(EXTRACTED MATERIAL)
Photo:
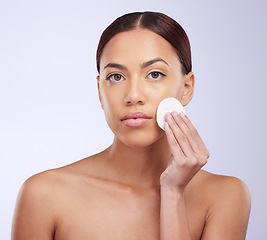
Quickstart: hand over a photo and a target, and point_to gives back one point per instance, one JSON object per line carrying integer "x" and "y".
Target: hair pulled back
{"x": 158, "y": 23}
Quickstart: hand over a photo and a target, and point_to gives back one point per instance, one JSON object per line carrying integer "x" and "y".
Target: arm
{"x": 32, "y": 217}
{"x": 229, "y": 214}
{"x": 189, "y": 154}
{"x": 229, "y": 206}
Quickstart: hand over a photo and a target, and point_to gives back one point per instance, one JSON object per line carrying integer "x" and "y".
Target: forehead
{"x": 137, "y": 46}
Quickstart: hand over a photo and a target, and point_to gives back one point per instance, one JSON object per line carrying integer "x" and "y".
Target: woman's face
{"x": 138, "y": 69}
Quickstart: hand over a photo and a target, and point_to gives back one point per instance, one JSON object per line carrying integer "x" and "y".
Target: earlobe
{"x": 98, "y": 88}
{"x": 188, "y": 92}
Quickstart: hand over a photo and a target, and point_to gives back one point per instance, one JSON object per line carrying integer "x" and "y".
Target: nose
{"x": 134, "y": 94}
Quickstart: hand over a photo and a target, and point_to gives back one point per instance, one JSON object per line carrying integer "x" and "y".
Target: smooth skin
{"x": 148, "y": 184}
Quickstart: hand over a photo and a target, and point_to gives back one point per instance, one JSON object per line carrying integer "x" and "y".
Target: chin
{"x": 141, "y": 139}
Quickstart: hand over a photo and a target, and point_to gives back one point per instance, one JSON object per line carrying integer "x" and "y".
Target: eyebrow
{"x": 143, "y": 65}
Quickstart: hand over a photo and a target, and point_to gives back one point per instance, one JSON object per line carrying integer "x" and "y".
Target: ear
{"x": 188, "y": 90}
{"x": 99, "y": 95}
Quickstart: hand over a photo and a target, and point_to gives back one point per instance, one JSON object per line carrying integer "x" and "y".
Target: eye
{"x": 156, "y": 75}
{"x": 115, "y": 77}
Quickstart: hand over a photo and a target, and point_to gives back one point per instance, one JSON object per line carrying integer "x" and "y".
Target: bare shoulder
{"x": 229, "y": 204}
{"x": 40, "y": 200}
{"x": 220, "y": 187}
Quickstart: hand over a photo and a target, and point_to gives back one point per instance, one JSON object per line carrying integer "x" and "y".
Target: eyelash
{"x": 114, "y": 74}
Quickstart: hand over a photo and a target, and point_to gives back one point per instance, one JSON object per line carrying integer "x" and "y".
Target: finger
{"x": 191, "y": 133}
{"x": 180, "y": 137}
{"x": 174, "y": 145}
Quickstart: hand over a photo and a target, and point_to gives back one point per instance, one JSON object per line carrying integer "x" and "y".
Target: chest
{"x": 114, "y": 215}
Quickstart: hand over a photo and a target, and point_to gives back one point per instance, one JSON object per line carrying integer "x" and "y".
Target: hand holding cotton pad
{"x": 168, "y": 105}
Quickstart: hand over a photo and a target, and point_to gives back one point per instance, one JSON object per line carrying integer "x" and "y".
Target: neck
{"x": 137, "y": 167}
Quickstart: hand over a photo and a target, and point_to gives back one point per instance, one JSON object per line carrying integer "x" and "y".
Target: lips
{"x": 135, "y": 119}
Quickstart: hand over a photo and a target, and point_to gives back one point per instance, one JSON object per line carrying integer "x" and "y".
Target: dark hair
{"x": 158, "y": 23}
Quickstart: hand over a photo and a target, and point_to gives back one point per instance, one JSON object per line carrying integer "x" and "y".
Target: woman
{"x": 148, "y": 184}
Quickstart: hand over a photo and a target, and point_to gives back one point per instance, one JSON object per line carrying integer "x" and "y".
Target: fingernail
{"x": 168, "y": 116}
{"x": 182, "y": 114}
{"x": 175, "y": 114}
{"x": 166, "y": 126}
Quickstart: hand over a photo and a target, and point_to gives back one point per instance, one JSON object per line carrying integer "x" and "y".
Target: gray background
{"x": 50, "y": 114}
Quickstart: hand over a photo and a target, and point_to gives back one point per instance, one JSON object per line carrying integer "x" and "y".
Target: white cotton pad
{"x": 168, "y": 105}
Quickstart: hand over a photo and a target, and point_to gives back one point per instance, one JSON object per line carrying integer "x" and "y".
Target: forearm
{"x": 173, "y": 217}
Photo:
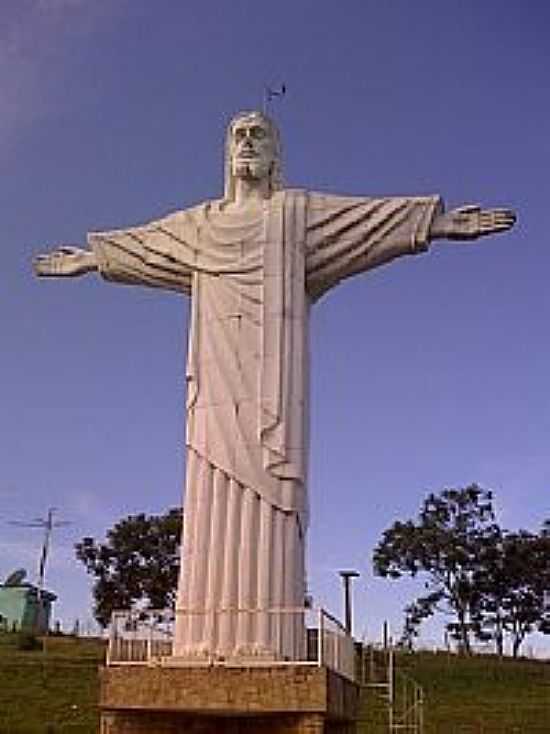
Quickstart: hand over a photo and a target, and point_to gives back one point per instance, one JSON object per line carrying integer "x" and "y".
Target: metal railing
{"x": 314, "y": 636}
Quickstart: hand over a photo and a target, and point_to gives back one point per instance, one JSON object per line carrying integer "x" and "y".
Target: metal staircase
{"x": 392, "y": 701}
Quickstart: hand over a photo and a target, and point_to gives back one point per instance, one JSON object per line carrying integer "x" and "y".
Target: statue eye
{"x": 258, "y": 133}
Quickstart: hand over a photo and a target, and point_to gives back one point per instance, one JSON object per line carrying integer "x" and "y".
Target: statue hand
{"x": 471, "y": 222}
{"x": 65, "y": 261}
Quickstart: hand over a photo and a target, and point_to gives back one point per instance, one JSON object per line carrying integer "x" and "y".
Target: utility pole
{"x": 48, "y": 524}
{"x": 346, "y": 577}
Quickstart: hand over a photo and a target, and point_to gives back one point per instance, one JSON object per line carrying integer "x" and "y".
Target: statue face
{"x": 252, "y": 148}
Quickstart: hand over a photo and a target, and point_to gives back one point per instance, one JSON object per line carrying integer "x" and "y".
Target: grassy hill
{"x": 49, "y": 691}
{"x": 55, "y": 691}
{"x": 477, "y": 695}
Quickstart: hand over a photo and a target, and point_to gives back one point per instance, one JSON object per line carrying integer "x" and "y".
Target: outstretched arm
{"x": 65, "y": 261}
{"x": 471, "y": 222}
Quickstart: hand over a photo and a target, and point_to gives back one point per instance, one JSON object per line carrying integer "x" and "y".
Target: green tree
{"x": 513, "y": 576}
{"x": 138, "y": 563}
{"x": 443, "y": 546}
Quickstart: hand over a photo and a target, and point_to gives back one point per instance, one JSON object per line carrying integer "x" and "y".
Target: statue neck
{"x": 250, "y": 193}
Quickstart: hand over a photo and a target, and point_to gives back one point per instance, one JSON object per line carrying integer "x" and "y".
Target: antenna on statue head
{"x": 270, "y": 93}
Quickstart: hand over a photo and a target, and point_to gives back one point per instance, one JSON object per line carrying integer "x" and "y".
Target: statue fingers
{"x": 468, "y": 209}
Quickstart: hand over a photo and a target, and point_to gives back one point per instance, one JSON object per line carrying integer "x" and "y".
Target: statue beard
{"x": 252, "y": 170}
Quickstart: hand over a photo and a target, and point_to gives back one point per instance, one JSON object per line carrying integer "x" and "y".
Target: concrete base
{"x": 299, "y": 699}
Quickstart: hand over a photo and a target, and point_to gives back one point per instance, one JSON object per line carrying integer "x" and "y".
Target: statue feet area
{"x": 202, "y": 654}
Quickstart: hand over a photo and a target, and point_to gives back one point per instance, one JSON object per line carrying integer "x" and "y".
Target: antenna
{"x": 48, "y": 524}
{"x": 271, "y": 93}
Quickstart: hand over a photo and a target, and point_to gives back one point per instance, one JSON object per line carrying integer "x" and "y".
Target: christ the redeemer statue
{"x": 254, "y": 263}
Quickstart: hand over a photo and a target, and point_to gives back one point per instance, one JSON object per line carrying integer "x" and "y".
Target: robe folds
{"x": 252, "y": 277}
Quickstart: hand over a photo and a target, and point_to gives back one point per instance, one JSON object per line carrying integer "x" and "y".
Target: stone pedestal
{"x": 297, "y": 699}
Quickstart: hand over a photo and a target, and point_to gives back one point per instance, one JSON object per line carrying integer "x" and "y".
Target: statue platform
{"x": 171, "y": 698}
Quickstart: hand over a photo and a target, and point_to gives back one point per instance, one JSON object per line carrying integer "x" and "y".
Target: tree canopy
{"x": 136, "y": 565}
{"x": 487, "y": 581}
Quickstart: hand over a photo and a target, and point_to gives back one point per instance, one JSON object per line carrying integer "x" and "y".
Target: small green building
{"x": 24, "y": 607}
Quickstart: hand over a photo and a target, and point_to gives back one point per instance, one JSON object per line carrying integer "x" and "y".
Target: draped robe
{"x": 252, "y": 277}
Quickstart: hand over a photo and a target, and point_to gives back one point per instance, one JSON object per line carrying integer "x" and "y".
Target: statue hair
{"x": 275, "y": 176}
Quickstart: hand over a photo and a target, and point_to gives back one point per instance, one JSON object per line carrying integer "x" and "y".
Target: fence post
{"x": 320, "y": 639}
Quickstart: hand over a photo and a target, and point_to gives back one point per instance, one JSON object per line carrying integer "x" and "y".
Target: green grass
{"x": 49, "y": 691}
{"x": 478, "y": 695}
{"x": 55, "y": 691}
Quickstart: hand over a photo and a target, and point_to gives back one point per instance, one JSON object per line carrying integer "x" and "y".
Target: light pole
{"x": 346, "y": 577}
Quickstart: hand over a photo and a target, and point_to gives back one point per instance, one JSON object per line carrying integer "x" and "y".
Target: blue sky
{"x": 431, "y": 372}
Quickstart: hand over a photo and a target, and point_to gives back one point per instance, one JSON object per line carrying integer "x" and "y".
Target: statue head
{"x": 252, "y": 150}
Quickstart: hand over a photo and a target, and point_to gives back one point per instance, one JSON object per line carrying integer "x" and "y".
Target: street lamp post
{"x": 346, "y": 577}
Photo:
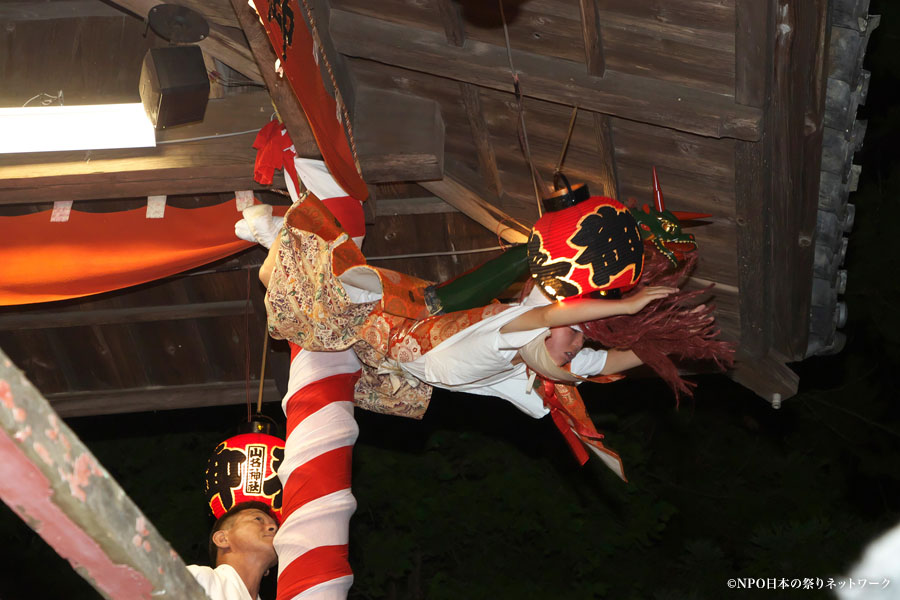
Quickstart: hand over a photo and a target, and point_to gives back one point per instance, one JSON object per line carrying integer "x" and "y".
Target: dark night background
{"x": 480, "y": 501}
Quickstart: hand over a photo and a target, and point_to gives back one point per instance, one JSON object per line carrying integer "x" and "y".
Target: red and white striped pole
{"x": 312, "y": 543}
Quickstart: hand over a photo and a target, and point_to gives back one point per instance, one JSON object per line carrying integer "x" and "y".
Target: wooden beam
{"x": 454, "y": 28}
{"x": 53, "y": 482}
{"x": 593, "y": 41}
{"x": 752, "y": 214}
{"x": 220, "y": 164}
{"x": 466, "y": 200}
{"x": 796, "y": 129}
{"x": 224, "y": 43}
{"x": 487, "y": 160}
{"x": 399, "y": 137}
{"x": 752, "y": 51}
{"x": 606, "y": 149}
{"x": 412, "y": 206}
{"x": 628, "y": 96}
{"x": 110, "y": 402}
{"x": 45, "y": 11}
{"x": 14, "y": 321}
{"x": 289, "y": 110}
{"x": 767, "y": 376}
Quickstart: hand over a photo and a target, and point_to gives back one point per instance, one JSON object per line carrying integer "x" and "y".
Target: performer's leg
{"x": 312, "y": 543}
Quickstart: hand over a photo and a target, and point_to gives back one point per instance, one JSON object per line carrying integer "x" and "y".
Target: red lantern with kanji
{"x": 592, "y": 247}
{"x": 244, "y": 468}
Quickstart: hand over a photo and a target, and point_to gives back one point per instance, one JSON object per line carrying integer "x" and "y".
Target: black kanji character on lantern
{"x": 224, "y": 474}
{"x": 272, "y": 486}
{"x": 611, "y": 243}
{"x": 550, "y": 274}
{"x": 283, "y": 15}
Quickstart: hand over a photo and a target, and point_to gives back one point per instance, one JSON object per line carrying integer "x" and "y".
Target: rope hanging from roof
{"x": 536, "y": 178}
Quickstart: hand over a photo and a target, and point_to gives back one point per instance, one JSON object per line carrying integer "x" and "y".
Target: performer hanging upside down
{"x": 323, "y": 297}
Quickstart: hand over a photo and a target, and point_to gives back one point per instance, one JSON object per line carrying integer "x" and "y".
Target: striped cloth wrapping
{"x": 312, "y": 543}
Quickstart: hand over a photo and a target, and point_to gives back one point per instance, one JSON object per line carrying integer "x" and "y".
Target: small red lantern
{"x": 243, "y": 468}
{"x": 592, "y": 247}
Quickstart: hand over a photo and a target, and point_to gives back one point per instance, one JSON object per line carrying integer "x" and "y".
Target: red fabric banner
{"x": 91, "y": 253}
{"x": 300, "y": 55}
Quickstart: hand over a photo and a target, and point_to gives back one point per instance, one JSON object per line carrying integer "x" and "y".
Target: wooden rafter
{"x": 593, "y": 41}
{"x": 482, "y": 138}
{"x": 54, "y": 483}
{"x": 606, "y": 168}
{"x": 66, "y": 9}
{"x": 106, "y": 316}
{"x": 219, "y": 164}
{"x": 457, "y": 194}
{"x": 451, "y": 18}
{"x": 632, "y": 97}
{"x": 130, "y": 400}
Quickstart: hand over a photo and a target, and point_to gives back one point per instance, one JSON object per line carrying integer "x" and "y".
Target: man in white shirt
{"x": 240, "y": 545}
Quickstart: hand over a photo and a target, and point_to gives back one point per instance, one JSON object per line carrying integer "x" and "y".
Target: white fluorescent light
{"x": 94, "y": 127}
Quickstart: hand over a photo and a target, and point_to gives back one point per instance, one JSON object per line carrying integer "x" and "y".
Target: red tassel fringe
{"x": 675, "y": 326}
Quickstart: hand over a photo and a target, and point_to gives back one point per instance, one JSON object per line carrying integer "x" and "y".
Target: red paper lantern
{"x": 592, "y": 247}
{"x": 243, "y": 468}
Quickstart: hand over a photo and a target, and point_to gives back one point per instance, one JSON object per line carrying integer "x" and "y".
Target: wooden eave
{"x": 716, "y": 96}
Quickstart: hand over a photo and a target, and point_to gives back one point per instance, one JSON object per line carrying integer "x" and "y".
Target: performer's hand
{"x": 645, "y": 296}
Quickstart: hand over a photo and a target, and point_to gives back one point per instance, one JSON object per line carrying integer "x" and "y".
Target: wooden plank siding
{"x": 638, "y": 98}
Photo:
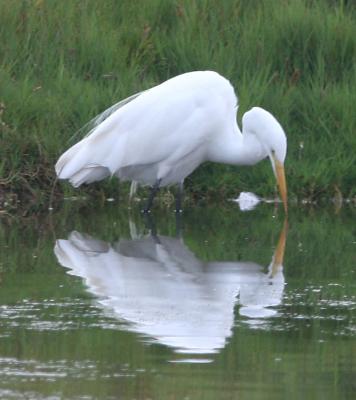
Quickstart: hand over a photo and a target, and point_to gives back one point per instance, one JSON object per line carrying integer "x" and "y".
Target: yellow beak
{"x": 281, "y": 181}
{"x": 277, "y": 262}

(WORK REQUEST)
The answer is the run of lines from the one with "Target: white fluorescent light" through the final line of the data, copied exactly, and nothing else; no pictures.

(WORKED SOLUTION)
Target: white fluorescent light
{"x": 94, "y": 127}
Quickstart: hand over a photo and a target, and point_to gives back one point per instance, one JSON object per line carrying integer "x" and "y".
Target: red tassel fringe
{"x": 675, "y": 326}
Quickstart: hand over a photo and a target, and point_to gives back one point per instance, one JSON object per line carrying integer "x" and "y".
Target: red paper lantern
{"x": 592, "y": 247}
{"x": 243, "y": 468}
Quickstart: hand over a photo and a target, and point_to gives back one point per instance, one JSON object per line carrying integer "x" and "y".
Target: wooden eave
{"x": 716, "y": 96}
Quickstart: hand over a photo and a target, and point_to gives back one point per instance, one JSON object per line carrying integer "x" and "y".
Target: performer's hand
{"x": 645, "y": 296}
Quickstart: hand over a photo and a target, and point_to gives back one point per instance, one JSON object per line carrying integer "x" and "y".
Target: wooden plank siding
{"x": 638, "y": 98}
Photo:
Quickstart: hand over a photo and a target, and point_to gives back one point per instance, one JSON object per line carrying integer "x" and "y".
Target: yellow beak
{"x": 281, "y": 181}
{"x": 277, "y": 262}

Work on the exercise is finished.